> **Provided records**
::::::::::

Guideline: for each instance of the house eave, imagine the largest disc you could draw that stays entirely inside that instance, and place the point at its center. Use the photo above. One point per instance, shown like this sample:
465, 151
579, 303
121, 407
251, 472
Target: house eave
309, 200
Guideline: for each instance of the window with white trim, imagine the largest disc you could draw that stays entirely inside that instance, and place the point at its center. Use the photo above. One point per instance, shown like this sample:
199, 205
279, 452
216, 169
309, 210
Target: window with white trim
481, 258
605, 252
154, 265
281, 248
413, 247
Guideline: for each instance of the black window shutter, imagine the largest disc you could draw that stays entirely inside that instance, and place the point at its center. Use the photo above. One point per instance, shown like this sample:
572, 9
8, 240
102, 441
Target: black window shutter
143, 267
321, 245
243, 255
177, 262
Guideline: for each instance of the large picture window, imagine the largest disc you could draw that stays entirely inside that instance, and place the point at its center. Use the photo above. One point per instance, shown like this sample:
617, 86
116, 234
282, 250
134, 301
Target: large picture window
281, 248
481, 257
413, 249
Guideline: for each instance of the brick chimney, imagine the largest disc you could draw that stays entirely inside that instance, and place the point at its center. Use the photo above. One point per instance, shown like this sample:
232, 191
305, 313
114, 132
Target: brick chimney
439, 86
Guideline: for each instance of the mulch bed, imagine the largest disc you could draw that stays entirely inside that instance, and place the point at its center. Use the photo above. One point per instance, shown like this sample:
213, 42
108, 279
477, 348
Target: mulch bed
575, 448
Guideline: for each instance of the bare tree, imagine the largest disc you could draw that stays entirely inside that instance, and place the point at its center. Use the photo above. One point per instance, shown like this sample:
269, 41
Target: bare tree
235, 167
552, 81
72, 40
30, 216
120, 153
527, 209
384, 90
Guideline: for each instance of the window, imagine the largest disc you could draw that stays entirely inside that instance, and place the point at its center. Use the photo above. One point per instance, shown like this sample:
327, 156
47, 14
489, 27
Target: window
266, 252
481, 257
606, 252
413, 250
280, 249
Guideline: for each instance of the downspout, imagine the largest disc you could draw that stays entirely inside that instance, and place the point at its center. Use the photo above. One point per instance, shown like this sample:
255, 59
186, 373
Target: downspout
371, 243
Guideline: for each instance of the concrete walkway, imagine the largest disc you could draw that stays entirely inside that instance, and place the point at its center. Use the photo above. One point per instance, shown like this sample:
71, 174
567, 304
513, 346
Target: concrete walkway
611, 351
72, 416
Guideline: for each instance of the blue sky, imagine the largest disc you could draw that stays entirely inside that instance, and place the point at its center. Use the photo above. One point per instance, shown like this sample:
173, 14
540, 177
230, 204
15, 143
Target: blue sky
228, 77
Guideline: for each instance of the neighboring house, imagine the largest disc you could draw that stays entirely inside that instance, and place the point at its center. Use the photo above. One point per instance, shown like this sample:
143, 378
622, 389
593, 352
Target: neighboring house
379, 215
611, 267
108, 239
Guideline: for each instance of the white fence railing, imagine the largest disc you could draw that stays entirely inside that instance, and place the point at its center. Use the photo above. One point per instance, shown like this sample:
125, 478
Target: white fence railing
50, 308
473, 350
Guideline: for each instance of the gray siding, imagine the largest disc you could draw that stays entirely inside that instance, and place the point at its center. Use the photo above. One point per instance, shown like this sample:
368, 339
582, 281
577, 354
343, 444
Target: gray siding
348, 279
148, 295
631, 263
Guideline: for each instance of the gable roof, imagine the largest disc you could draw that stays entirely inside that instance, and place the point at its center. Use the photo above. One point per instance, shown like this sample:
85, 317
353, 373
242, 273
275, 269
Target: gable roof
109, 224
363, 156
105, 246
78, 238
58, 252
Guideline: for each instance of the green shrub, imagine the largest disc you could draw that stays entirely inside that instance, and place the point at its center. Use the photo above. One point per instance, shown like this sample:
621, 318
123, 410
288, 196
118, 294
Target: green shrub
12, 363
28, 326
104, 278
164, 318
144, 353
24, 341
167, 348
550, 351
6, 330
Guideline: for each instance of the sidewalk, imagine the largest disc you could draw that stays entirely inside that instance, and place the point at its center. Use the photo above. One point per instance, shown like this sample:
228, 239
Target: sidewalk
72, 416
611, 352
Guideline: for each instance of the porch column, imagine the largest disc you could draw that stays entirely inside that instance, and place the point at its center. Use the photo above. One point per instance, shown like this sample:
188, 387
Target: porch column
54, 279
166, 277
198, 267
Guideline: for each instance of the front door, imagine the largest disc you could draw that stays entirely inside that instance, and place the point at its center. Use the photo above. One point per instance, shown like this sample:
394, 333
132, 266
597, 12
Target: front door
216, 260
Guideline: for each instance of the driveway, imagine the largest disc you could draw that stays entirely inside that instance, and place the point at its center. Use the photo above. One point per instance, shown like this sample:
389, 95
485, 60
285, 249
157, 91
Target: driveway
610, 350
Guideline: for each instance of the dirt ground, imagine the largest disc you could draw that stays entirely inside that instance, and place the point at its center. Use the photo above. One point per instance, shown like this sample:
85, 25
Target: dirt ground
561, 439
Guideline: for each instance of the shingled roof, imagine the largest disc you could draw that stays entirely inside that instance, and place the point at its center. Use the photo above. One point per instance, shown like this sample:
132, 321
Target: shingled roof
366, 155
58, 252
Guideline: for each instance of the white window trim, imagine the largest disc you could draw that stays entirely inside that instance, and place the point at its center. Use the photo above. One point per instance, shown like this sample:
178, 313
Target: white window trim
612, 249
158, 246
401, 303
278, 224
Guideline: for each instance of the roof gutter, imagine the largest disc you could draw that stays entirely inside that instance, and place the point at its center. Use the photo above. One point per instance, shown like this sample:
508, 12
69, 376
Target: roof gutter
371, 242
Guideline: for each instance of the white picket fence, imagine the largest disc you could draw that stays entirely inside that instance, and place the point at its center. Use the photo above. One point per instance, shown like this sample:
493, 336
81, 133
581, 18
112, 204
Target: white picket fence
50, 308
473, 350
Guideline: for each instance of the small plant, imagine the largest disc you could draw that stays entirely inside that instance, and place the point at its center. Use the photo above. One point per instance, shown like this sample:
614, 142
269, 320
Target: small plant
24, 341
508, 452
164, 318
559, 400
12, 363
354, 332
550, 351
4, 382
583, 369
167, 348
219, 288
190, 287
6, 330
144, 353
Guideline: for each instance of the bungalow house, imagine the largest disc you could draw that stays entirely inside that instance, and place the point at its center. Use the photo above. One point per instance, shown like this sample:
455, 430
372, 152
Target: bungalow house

::::::::::

> **Stated task**
All of the entries above must be quoted exactly.

> **Output below**
Guideline: for each instance of the house eave, imagine the largest disc you could draw that stays entirely inside that instance, and place the point at its center. Use the photo above. One point per instance, shown like this sample:
465, 151
579, 303
121, 407
251, 472
Target: house eave
309, 200
Guideline: for each instance of the window with white trim, imagine the largest disc you could draw that stays entirely inside that instance, and place the point at its center. Use the photo above. One point per instance, shown like this sample:
199, 205
279, 452
216, 169
309, 210
Target: window with white trim
481, 258
605, 252
154, 265
281, 248
413, 247
Guideline: for each instance of the black window shutter, imagine the largest disc you could draw that stays entirely inside that instance, and place the point at its center. Use the photo above. One point per instance, shown like this sample:
572, 9
8, 240
102, 441
Target: black window shutter
143, 267
321, 245
243, 255
177, 262
Guideline: for each instance of the large picture window, imagine the largest disc you could draw that stays entirely inside that instance, and place the point at its center. Use the photo above. One point per instance, shown like this sample:
617, 86
116, 234
282, 250
134, 301
Target: large picture window
281, 248
481, 257
413, 249
Guideline: for each instance of the brick chimney, imagine the largest disc you could draw that stays entirely inside that instance, and place the point at its center. Use the photo above. One point per instance, shown like this sample:
232, 191
305, 313
114, 132
Target: brick chimney
439, 86
Guideline: for each instance of the mulch bed, imagine the largest disc you could draw that stays entirely inside that instance, and place the point at its center. Use the photo above. One point per instance, shown like this sample:
213, 42
108, 279
477, 348
Target: mulch bed
575, 448
Guideline: for each instance of the bare tree, imagine the largest disc you could draw that stays entirely inside that instance, and place the point at its center. Use the photo above. One point per instance, shown like this sample:
269, 41
Target: bare tree
235, 167
552, 81
72, 40
30, 216
120, 153
527, 209
384, 90
Guideline: for each instance of the window, imagine the largest disc you could draw that stays entirely inside that instance, and place the point at its center. Use the photo above. One point per instance, shown like this sample:
327, 156
47, 14
489, 27
Target: window
266, 252
481, 257
606, 252
413, 250
280, 249
Guideline: for each instance of the downspout, imagine the largest disc you could draw that stays entirely inside that instance, and place the point at its center. Use the photo above. One point per instance, shown like this sample:
255, 59
186, 373
Target: downspout
371, 243
Guideline: for each instance of the concrete walkway, imagine the largest disc you could draw that stays entirely inside that instance, and place the point at its center. Use the photo above. One point per instance, shown like this sample:
71, 174
567, 304
513, 346
Target: concrete walkway
611, 351
72, 416
Guideline: for each instance of the blue sky, imagine the largest disc you could draw that stays entirely inside that instance, and place the point at its center. Use the photo above. One point per instance, shown like this sample:
173, 14
540, 177
230, 204
15, 143
Target: blue sky
228, 77
Guideline: for each instance of the neighboring house, imagine the largest disc you could draw that stays entirely inside that instance, and place the point at its center. Use the photo above. One point per instance, shown like this sample:
143, 378
622, 389
593, 352
Target: neighboring house
379, 215
611, 267
108, 239
Guideline: for each instance of the white fence railing, imagine the largest disc you could draw that stays entirely inside that instance, and place the point at its center. Use the photo above. One point per instance, shown like this sample:
125, 478
Target: white fence railing
50, 308
473, 350
Guideline: for each instance of the gray siding, imagine the largest disc you could draw that stays entirely inside that instance, and place the point at its center. Use the photo above. One point per instance, shown like this sample:
368, 339
582, 281
577, 354
343, 444
Target: gray siding
348, 279
148, 295
631, 263
Guideline: for each instance of the gable roof, imagine the largest disc you could draw that stays entirely inside that instance, and place the point at its center. Use the photo above. One point per instance, shown like this sample:
85, 317
353, 373
242, 273
275, 269
Target: gable roof
109, 224
363, 156
105, 246
78, 238
58, 252
Guideline: for each instance of the green shrub, imagine the largest disc you could draw that stays entirely inside that instance, and place the point at its center. Use the photo above. One point per instance, shown like this sample:
621, 318
123, 410
288, 196
118, 294
Target: green shrub
12, 363
28, 326
104, 278
164, 318
144, 353
24, 341
167, 348
550, 351
6, 330
Guideline: for each instance of the sidewalk, imagine the largest disc you could draw that stays entirely inside that instance, and place the point at its center. Use the photo above. One point per instance, shown like this sample:
228, 239
Target: sidewalk
72, 416
611, 352
Guideline: for each instance of the porch column, imagine the largest disc you could draw that stays entirely inside that instance, and place the point at its center. Use the photo above. One point per instance, shown like this sample:
188, 387
Target: porch column
54, 279
166, 277
198, 267
Guideline: for each instance of the front door, imagine the largest disc you could draw that stays entirely inside that instance, and place the point at its center. Use the photo above. One point per instance, shown like this sample:
394, 333
132, 266
597, 12
Target: front door
216, 260
Guideline: for each instance of the driveway, imagine the largest disc you could draw that stays entirely inside that instance, and place the point at its center. Use the photo above. One point per instance, shown like this sample:
389, 95
485, 60
285, 249
157, 91
Target: driveway
610, 350
Guideline: for each instance of the dirt ground, imagine the largest disc you could draw that stays entirely inside that instance, and place the point at its center. Use the photo above. One point per instance, shown like this sample:
85, 25
Target: dirt ground
561, 439
Guideline: for each instance of the shingled roof, imagine the largest disc you could draw that stays entirely inside that instance, and place the point at its center. Use the photo above. One point per instance, shown like this sample:
132, 321
Target: shingled roof
366, 155
58, 252
Guideline: for each instance of the white window trim, imagine the largest disc you could draw that stays entirely inside that instance, and place the point at its center. Use the photo above. One point per instance, shown like this sample:
178, 313
Target: white window trim
612, 249
158, 246
401, 303
278, 224
Guideline: for each instance of the roof gutter, imagine the largest disc you could draw that stays entirely inside that instance, and place the point at its center. Use the photo above. One point per instance, shown like this sample:
508, 12
69, 376
Target: roof gutter
371, 242
Guideline: for each instance of the white picket fence, imagine the largest disc you could draw that stays entirely inside that instance, and place the point at its center. Use the photo above. One point per instance, shown like this sample:
493, 336
81, 133
581, 18
112, 204
Target: white picket fence
50, 308
473, 350
Guideline: for each instance of the small plant, imagine the largest disc you could draw that stays entirely inside that instance, and place the point at its center. Use the photo above. One point per instance, shown like this sample:
614, 142
269, 320
Target: small plant
24, 341
508, 452
164, 318
559, 400
12, 363
354, 332
550, 351
4, 382
583, 369
167, 348
219, 288
190, 287
6, 330
144, 353
Guideline: for each instance of the bungalow house, imagine the largest disc you could draw that stays entirely inside that instance, and place the point at its center. Use the photo above. One point per instance, shown like this sample:
455, 430
372, 152
Target: bungalow house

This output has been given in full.